Data for processing:
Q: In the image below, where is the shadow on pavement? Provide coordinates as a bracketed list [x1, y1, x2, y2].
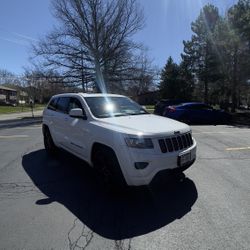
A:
[22, 150, 198, 240]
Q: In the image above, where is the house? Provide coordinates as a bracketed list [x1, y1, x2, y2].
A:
[0, 86, 17, 105]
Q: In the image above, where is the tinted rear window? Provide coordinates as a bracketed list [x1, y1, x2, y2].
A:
[56, 97, 70, 113]
[48, 98, 58, 110]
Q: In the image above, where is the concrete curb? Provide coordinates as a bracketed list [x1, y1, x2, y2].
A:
[0, 116, 42, 129]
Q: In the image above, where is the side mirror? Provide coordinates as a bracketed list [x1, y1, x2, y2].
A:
[69, 108, 87, 120]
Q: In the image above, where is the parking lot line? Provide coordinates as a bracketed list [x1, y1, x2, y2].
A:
[0, 135, 29, 139]
[226, 147, 250, 151]
[192, 130, 250, 135]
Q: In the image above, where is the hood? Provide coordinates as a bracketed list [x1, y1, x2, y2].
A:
[93, 114, 190, 135]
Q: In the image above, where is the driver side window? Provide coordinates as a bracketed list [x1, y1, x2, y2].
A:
[68, 97, 85, 114]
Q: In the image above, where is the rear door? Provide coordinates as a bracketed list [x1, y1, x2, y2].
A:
[67, 97, 90, 159]
[54, 97, 70, 147]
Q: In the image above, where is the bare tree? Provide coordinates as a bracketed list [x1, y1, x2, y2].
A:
[34, 0, 144, 92]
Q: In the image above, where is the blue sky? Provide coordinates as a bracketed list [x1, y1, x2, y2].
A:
[0, 0, 237, 74]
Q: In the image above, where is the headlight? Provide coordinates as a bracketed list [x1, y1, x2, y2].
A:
[125, 137, 154, 148]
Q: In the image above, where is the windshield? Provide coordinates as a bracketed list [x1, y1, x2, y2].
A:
[85, 97, 148, 118]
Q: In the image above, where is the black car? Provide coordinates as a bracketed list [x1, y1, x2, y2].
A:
[154, 99, 184, 115]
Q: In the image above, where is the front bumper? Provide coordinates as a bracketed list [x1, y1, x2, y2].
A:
[118, 139, 196, 186]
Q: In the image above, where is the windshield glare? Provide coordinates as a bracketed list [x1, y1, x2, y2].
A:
[85, 97, 148, 118]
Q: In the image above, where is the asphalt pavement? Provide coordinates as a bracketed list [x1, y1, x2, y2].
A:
[0, 125, 250, 250]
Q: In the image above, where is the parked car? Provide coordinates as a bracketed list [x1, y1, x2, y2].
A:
[154, 99, 183, 115]
[163, 102, 231, 124]
[42, 93, 196, 186]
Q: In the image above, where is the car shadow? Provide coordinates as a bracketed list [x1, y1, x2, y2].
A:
[22, 150, 198, 240]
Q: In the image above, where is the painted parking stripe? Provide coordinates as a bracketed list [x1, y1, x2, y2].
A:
[192, 130, 250, 135]
[226, 147, 250, 151]
[0, 135, 29, 139]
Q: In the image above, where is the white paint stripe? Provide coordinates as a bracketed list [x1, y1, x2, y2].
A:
[0, 135, 29, 139]
[226, 147, 250, 151]
[192, 130, 250, 135]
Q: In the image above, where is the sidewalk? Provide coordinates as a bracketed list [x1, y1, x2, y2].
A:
[0, 110, 43, 129]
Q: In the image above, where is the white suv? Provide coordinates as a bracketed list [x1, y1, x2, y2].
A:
[43, 93, 196, 186]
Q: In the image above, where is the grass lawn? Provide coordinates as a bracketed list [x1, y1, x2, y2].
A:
[0, 104, 45, 115]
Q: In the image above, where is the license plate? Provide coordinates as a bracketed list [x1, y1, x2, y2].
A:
[179, 152, 191, 167]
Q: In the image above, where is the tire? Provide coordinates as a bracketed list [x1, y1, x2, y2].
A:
[92, 147, 127, 191]
[43, 127, 58, 156]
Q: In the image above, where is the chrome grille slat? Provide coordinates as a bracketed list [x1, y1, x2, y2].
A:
[158, 133, 193, 153]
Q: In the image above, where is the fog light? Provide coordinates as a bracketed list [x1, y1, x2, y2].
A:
[135, 162, 148, 169]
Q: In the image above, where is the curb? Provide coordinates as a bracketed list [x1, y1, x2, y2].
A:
[0, 117, 42, 129]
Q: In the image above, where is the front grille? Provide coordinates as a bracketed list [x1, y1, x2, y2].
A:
[159, 133, 193, 153]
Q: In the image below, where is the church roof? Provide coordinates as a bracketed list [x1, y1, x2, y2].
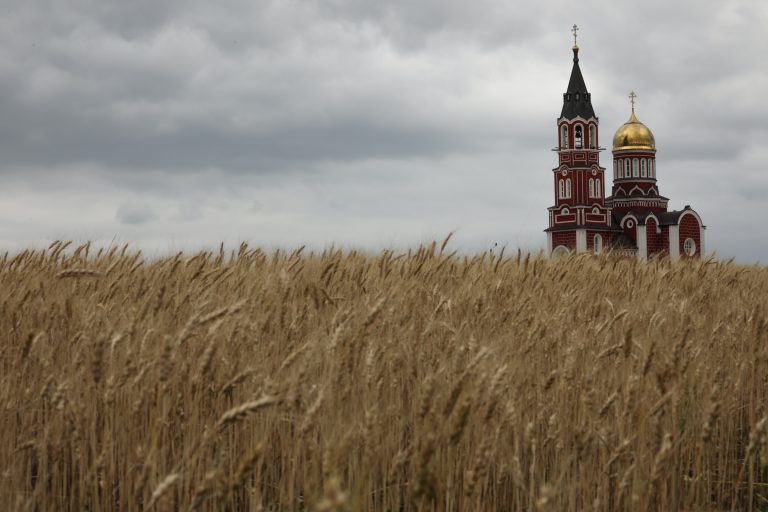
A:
[560, 45, 597, 119]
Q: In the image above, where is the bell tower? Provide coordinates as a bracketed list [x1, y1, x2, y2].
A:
[545, 25, 616, 255]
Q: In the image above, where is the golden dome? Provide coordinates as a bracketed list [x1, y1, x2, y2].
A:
[613, 109, 656, 151]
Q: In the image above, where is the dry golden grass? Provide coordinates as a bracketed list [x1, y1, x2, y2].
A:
[0, 243, 768, 511]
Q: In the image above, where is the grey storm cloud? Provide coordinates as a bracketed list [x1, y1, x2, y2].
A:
[115, 204, 155, 224]
[0, 0, 768, 261]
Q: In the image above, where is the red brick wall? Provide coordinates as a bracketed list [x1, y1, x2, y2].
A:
[552, 231, 576, 251]
[587, 231, 611, 252]
[680, 214, 701, 257]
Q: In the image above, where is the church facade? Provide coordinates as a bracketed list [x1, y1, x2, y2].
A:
[545, 33, 705, 260]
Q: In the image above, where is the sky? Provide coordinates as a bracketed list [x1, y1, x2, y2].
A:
[0, 0, 768, 263]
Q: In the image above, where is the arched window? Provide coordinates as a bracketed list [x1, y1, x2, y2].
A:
[683, 238, 696, 256]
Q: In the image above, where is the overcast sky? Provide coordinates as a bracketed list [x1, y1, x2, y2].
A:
[0, 0, 768, 262]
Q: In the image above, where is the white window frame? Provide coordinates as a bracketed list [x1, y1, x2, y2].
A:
[683, 238, 696, 256]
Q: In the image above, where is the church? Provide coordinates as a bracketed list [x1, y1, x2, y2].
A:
[545, 25, 706, 260]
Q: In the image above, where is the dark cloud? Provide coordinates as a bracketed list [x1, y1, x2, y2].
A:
[0, 0, 768, 259]
[115, 204, 155, 224]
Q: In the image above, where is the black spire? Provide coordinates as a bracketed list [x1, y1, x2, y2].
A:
[560, 45, 597, 119]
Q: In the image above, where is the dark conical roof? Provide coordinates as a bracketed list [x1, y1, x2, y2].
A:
[560, 46, 597, 119]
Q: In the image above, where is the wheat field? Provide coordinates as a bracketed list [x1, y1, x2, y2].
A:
[0, 239, 768, 511]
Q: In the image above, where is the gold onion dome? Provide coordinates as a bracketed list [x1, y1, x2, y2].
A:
[613, 108, 656, 151]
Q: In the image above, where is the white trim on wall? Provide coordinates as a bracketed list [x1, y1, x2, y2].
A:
[637, 225, 648, 261]
[669, 226, 680, 261]
[576, 229, 587, 252]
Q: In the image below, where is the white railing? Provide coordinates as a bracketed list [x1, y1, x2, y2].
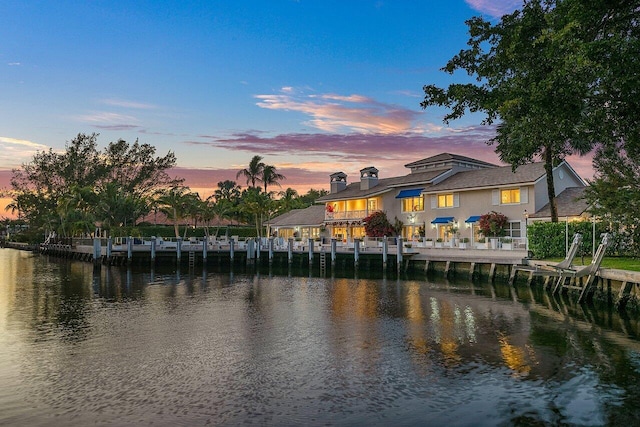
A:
[324, 209, 380, 221]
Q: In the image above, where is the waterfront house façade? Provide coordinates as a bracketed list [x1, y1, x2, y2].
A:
[269, 153, 585, 245]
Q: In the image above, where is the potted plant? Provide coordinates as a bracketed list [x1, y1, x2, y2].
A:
[476, 237, 487, 249]
[478, 211, 508, 249]
[500, 237, 512, 251]
[459, 237, 469, 249]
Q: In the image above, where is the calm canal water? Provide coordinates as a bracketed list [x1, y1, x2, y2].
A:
[0, 249, 640, 426]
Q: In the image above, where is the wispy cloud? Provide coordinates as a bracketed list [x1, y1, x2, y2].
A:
[185, 126, 496, 166]
[101, 98, 158, 110]
[94, 125, 140, 130]
[255, 87, 420, 135]
[74, 111, 140, 130]
[0, 136, 49, 167]
[465, 0, 522, 18]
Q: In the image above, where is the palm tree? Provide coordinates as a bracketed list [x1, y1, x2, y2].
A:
[158, 186, 198, 238]
[240, 188, 273, 237]
[260, 165, 287, 193]
[213, 179, 240, 203]
[236, 155, 265, 187]
[278, 188, 301, 213]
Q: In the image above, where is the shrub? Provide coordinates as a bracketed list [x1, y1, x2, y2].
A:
[478, 211, 507, 237]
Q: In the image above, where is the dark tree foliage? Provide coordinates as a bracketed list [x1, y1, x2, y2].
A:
[8, 133, 182, 235]
[421, 0, 640, 221]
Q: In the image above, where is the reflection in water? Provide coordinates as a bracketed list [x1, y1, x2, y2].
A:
[0, 249, 640, 426]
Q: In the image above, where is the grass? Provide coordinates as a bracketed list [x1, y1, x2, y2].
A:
[546, 256, 640, 271]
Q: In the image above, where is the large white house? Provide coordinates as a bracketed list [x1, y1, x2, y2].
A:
[269, 153, 585, 247]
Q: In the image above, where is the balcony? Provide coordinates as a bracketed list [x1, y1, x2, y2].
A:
[324, 209, 380, 221]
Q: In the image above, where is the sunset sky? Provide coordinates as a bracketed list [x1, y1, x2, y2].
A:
[0, 0, 592, 216]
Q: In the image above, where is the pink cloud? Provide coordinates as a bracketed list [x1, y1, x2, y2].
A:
[255, 88, 420, 134]
[186, 126, 497, 163]
[465, 0, 522, 18]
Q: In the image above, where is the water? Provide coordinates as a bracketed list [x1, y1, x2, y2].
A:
[0, 249, 640, 426]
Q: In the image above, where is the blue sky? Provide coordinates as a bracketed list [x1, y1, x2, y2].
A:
[0, 0, 591, 202]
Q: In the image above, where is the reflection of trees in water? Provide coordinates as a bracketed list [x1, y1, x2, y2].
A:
[0, 256, 92, 341]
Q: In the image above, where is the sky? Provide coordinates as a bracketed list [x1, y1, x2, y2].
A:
[0, 0, 593, 216]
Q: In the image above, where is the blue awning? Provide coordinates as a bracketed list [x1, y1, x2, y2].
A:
[396, 188, 424, 199]
[431, 216, 454, 224]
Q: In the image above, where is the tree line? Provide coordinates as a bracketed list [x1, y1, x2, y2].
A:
[1, 133, 326, 241]
[421, 0, 640, 239]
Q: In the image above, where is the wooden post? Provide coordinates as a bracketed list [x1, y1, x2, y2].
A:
[202, 236, 209, 264]
[107, 237, 113, 262]
[245, 239, 255, 263]
[151, 236, 156, 264]
[382, 236, 389, 270]
[93, 237, 102, 264]
[396, 237, 402, 272]
[331, 238, 338, 271]
[127, 236, 133, 261]
[287, 237, 293, 265]
[353, 239, 360, 269]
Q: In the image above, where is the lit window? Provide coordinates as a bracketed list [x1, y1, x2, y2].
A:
[500, 188, 520, 205]
[438, 193, 453, 208]
[402, 196, 424, 212]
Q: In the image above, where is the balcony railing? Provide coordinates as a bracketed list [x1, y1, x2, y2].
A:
[324, 209, 380, 221]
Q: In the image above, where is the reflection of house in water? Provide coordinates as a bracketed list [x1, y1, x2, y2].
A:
[331, 281, 537, 375]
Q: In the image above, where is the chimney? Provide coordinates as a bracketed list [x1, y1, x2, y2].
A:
[329, 172, 347, 194]
[360, 166, 378, 190]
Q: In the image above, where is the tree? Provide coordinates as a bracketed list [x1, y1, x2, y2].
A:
[240, 187, 274, 237]
[585, 144, 640, 256]
[300, 188, 329, 207]
[98, 139, 184, 196]
[421, 0, 598, 222]
[11, 133, 182, 236]
[236, 155, 265, 187]
[158, 186, 198, 238]
[260, 165, 287, 193]
[278, 188, 302, 213]
[478, 211, 508, 237]
[213, 179, 240, 203]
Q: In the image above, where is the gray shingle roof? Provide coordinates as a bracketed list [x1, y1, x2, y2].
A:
[404, 153, 496, 168]
[428, 163, 545, 193]
[267, 205, 325, 227]
[316, 170, 446, 202]
[529, 187, 589, 218]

Your goal:
Reproduce the data verbatim from its first line through the line that contains "[0, 86, 17, 105]", both ends included, and leave out the picture.

Written answer:
Q: In the image below, where is the shadow on pavement? Provide coordinates as a bracketed list [x1, y1, x2, y2].
A:
[22, 150, 198, 240]
Q: In the image above, where is the house? Provide coordinates as a bracketed list [x1, y1, x2, y2].
A:
[0, 86, 17, 105]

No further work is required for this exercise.